----- Text -----
Background and research aim: Lung cancer is a research priority in the UK. Early diagnosis of lung cancer can improve patients' survival outcomes. The DART-QResearch project is part of a larger academic-industrial collaborative initiative, using big data and artificial intelligence to improve patient outcomes with thoracic diseases. There are two general research aims in the DART-QResearch project: (1) to understand the natural history of lung cancer, (2) to develop, validate, and evaluate risk prediction models to select patients at high risk for lung cancer screening.
Methods: This population-based cohort study uses the QResearch database (version 45) and includes patients aged between 25 and 84 years old and without a diagnosis of lung cancer at cohort entry (study period: 1 January 2005 to 31 December 2020). The team conducted a literature review (with additional clinical input) to inform the inclusion of variables for data extraction from the QResearch database. The following statistical techniques will be used for different research objectives, including descriptive statistics, multi-level modelling, multiple imputation for missing data, fractional polynomials to explore non-linear relationships between continuous variables and the outcome, and Cox regression for the prediction model. We will update our QCancer (lung, 10-year risk) algorithm, and compare it with the other two mainstream models (LLP and PLCOM2012) for lung cancer screening using the same dataset. We will evaluate the discrimination, calibration, and clinical usefulness of the prediction models, and recommend the best one for lung cancer screening for the English primary care population.
----- Extracted data -----
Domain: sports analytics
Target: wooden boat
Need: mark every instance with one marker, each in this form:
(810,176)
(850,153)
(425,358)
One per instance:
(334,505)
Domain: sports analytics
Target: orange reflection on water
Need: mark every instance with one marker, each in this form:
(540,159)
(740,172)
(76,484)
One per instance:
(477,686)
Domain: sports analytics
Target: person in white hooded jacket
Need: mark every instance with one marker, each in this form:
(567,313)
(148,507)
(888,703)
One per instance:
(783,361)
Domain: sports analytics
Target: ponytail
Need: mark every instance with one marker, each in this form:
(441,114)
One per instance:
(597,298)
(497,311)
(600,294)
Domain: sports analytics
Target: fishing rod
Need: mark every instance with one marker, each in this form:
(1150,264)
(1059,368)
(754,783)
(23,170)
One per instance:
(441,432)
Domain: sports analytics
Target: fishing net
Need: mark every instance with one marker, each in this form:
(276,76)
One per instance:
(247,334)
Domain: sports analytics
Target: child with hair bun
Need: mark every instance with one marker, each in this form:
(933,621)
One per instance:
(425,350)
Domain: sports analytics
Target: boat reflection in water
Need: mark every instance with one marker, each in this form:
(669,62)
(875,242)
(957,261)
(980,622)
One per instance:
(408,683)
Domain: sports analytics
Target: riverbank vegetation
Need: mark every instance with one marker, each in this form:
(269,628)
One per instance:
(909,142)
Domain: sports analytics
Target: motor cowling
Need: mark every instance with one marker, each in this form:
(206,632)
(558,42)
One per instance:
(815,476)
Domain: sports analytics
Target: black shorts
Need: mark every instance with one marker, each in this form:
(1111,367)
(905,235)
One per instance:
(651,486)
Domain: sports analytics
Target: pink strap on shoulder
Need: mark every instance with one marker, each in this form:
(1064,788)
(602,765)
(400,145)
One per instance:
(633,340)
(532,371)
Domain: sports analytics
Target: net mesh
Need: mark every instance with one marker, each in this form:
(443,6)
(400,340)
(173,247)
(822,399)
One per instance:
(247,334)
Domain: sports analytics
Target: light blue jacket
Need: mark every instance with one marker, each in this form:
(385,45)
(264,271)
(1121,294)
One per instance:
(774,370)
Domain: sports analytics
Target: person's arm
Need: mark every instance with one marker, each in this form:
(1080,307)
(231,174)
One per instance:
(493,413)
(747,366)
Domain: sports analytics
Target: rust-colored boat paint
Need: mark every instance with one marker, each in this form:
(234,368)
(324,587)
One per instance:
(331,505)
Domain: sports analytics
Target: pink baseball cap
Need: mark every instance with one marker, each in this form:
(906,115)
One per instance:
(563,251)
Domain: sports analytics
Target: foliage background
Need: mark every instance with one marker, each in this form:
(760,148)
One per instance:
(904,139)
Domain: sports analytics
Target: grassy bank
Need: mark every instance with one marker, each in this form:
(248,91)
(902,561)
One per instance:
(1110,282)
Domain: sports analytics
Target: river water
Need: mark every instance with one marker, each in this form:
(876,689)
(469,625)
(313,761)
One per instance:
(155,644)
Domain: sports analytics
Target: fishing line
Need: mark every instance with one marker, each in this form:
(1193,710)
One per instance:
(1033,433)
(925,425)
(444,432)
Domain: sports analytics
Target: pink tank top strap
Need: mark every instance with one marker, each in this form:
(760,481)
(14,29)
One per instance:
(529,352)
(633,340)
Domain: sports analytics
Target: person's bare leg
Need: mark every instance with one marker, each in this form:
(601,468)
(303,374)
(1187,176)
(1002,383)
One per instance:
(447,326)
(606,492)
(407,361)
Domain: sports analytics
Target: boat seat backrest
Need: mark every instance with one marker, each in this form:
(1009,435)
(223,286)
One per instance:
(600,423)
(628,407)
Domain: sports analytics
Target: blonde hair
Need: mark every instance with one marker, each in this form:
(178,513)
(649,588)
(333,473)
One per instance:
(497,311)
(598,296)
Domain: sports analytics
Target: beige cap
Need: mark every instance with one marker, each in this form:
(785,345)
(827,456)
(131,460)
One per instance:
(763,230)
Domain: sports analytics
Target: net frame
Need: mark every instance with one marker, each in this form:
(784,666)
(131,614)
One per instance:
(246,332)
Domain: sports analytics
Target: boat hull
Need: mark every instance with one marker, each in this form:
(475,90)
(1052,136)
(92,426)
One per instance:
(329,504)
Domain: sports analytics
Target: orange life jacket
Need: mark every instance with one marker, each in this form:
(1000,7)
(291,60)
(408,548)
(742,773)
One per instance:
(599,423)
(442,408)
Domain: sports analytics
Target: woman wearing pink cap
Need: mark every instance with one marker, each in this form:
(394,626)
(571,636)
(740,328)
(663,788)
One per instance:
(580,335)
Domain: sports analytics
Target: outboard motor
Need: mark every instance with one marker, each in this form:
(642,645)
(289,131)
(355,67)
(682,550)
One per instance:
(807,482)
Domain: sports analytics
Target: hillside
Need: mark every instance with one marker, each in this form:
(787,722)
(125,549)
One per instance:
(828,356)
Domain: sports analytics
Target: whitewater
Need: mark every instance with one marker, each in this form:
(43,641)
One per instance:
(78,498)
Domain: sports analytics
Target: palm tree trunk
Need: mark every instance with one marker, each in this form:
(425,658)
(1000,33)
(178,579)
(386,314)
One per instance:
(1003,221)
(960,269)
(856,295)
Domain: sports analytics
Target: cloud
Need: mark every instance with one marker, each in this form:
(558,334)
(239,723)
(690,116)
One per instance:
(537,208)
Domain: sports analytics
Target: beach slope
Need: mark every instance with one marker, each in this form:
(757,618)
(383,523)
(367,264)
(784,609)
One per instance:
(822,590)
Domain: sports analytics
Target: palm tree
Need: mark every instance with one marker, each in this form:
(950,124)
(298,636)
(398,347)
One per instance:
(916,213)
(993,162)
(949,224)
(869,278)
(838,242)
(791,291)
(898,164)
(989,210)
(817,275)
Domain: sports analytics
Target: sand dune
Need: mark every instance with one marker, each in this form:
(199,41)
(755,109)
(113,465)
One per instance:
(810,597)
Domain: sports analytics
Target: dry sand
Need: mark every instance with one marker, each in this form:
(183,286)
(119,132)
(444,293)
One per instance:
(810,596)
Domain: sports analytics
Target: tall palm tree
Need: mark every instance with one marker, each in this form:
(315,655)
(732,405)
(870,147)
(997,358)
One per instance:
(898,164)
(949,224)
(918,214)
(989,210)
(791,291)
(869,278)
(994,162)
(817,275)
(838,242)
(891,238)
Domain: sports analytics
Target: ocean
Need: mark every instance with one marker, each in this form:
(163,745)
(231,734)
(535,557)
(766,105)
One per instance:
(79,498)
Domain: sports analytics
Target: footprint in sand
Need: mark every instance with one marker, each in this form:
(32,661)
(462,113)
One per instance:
-----
• [Your instructions]
Please copy out the DART-QResearch summary in full, word for word. You can set the data aside; none of it is needed.

• [Your response]
Background and research aim: Lung cancer is a research priority in the UK. Early diagnosis of lung cancer can improve patients' survival outcomes. The DART-QResearch project is part of a larger academic-industrial collaborative initiative, using big data and artificial intelligence to improve patient outcomes with thoracic diseases. There are two general research aims in the DART-QResearch project: (1) to understand the natural history of lung cancer, (2) to develop, validate, and evaluate risk prediction models to select patients at high risk for lung cancer screening.
Methods: This population-based cohort study uses the QResearch database (version 45) and includes patients aged between 25 and 84 years old and without a diagnosis of lung cancer at cohort entry (study period: 1 January 2005 to 31 December 2020). The team conducted a literature review (with additional clinical input) to inform the inclusion of variables for data extraction from the QResearch database. The following statistical techniques will be used for different research objectives, including descriptive statistics, multi-level modelling, multiple imputation for missing data, fractional polynomials to explore non-linear relationships between continuous variables and the outcome, and Cox regression for the prediction model. We will update our QCancer (lung, 10-year risk) algorithm, and compare it with the other two mainstream models (LLP and PLCOM2012) for lung cancer screening using the same dataset. We will evaluate the discrimination, calibration, and clinical usefulness of the prediction models, and recommend the best one for lung cancer screening for the English primary care population.